TASK TO CARRY OUT
Please find each line in the entries below that contains the word "above" and copy those lines.

DATA FOR THIS TASK
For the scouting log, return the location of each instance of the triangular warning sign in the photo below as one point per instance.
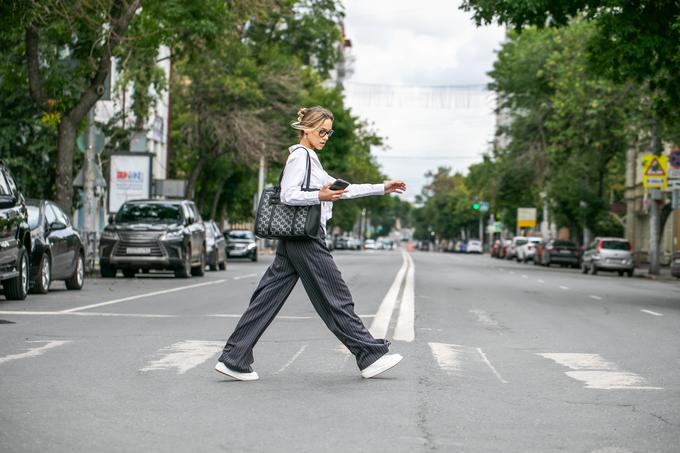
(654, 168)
--
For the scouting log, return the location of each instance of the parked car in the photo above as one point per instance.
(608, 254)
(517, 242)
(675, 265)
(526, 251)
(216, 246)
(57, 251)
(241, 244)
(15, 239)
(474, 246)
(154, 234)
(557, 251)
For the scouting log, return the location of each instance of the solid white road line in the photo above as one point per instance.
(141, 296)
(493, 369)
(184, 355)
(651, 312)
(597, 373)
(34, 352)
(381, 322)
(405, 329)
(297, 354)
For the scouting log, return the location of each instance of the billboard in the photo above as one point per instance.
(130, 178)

RESPONSE BELOW
For the scouting log, return the location of each instance of the parked car in the photo above as one point per instance.
For the scouting log, return the location of each instance of the solid white road line in the photo above as one point per instance.
For the scouting log, return the location of each instance of the billboard in the photo above as one point per instance.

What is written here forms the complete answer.